Sariputta introduces his topic as “one of right view,” specifically, in what way is a noble disciple (sekha) one whose view is right, straight, perfectly confident, and true. The sutta is divided into sixteen sub-topics, including teachings on the wholesome and the unwholesome, nutriment, the Four Noble Truths, ageing and death, birth, clinging, craving, feeling, contact, the Sixfold Base, mentality-materiality, consciousness, formations, ignorance, and the taints, all of which constitute aspects of Right View. This sutta is, therefore, a kind of catechism or compilation of basic Buddhist principles, the understanding of which is considered essential for Right View. Since each topic is identified as “another way in which a noble disciple is one of right view,” it’s not clear whether the comprehension of all of them or only one of them is necessary to attain Right View. Assuming that the English translation is accurate, the syntax also allows us to infer that these are essential insights any one of which can trigger this fundamental attainment.

We recognize in ageing and death through to ignorance the twelve causes (nidanas) in the chain of conditioned arising (paticcasamuppada), whereby primordial Ignorance “sets in motion,” as it were, the whole wheel of samsara. Of course, this statement should be understood metaphorically. The arising as a result of the “first cause” (primum mobile) of ignorance, did not occur at any particular time, samsara itself being time, but is rather inherent in “the deathless,” thus arising continuously in every moment of existence and inherent in its ground. Ignorance or primary ‘not-knowing’ (avijja) is simply volition sans reflexivity and thus objectified. Thus, reality creates an illusory mirage of itself as a simulacrum of simulacra that we identify with and experience as time (samsara). Even a mirage “exists” in some sense and is, of course, experienced.

Pointing entries for named objects
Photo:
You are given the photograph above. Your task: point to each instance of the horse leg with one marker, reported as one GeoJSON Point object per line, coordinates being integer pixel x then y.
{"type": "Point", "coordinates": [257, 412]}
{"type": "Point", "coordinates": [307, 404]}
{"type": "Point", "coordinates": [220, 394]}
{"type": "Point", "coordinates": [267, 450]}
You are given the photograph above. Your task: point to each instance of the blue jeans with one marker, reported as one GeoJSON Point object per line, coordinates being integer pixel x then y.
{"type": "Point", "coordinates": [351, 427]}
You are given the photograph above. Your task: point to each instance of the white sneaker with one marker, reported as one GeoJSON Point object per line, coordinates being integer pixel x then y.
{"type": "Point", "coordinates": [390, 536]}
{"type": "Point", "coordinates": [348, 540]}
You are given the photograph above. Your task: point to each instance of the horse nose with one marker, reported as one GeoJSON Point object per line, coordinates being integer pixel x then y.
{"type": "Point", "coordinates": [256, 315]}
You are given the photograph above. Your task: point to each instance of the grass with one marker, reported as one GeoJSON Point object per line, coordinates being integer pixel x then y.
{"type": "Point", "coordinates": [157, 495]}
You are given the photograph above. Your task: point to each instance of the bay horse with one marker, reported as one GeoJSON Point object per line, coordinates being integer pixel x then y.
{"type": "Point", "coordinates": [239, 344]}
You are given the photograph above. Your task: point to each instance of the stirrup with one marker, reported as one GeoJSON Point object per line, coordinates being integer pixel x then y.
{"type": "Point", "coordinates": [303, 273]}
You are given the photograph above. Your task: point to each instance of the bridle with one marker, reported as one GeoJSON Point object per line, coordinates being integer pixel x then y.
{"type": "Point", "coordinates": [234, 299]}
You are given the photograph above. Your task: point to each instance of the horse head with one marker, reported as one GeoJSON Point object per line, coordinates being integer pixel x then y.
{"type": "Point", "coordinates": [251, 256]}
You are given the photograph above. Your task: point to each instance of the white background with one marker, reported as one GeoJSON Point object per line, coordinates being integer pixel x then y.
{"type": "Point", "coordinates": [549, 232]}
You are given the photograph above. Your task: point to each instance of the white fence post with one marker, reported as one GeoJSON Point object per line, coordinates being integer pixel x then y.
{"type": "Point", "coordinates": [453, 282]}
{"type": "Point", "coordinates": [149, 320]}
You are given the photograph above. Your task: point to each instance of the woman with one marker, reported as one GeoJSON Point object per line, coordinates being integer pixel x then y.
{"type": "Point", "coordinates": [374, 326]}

* CHALLENGES *
1 > Summarize the Right View text in two sentences.
2 > Convert everything in the records from the line containing "the white background" down through the end of the records into a Markdown table with the columns Row and Entry, one row per line.
The Right View text has no connection to the records.

* RESULTS OF THE EXERCISE *
1 > The sutta in which Sariputta takes up Right View is divided into sixteen sub-topics, among them the Four Noble Truths, craving, consciousness, ignorance, and the taints, which makes it a compilation of basic Buddhist principles considered essential for Right View. The topics from ageing and death through ignorance are the twelve causes in the chain of conditioned arising, in which ignorance sets the wheel of samsara in motion, not at any particular time but continuously in every moment of existence.

2 >
| Row | Entry |
|---|---|
| 1 | You are given the photograph above. Your task: point to each instance of the white background with one marker, reported as one GeoJSON Point object per line, coordinates being integer pixel x then y. |
| 2 | {"type": "Point", "coordinates": [549, 232]} |
| 3 | You are given the photograph above. Your task: point to each instance of the white fence post with one marker, reported as one GeoJSON Point object per line, coordinates being integer pixel x then y. |
| 4 | {"type": "Point", "coordinates": [453, 282]} |
| 5 | {"type": "Point", "coordinates": [149, 320]} |
| 6 | You are given the photograph above. Your task: point to each instance of the woman with one marker, reported as one GeoJSON Point object per line, coordinates being integer pixel x then y. |
| 7 | {"type": "Point", "coordinates": [374, 326]} |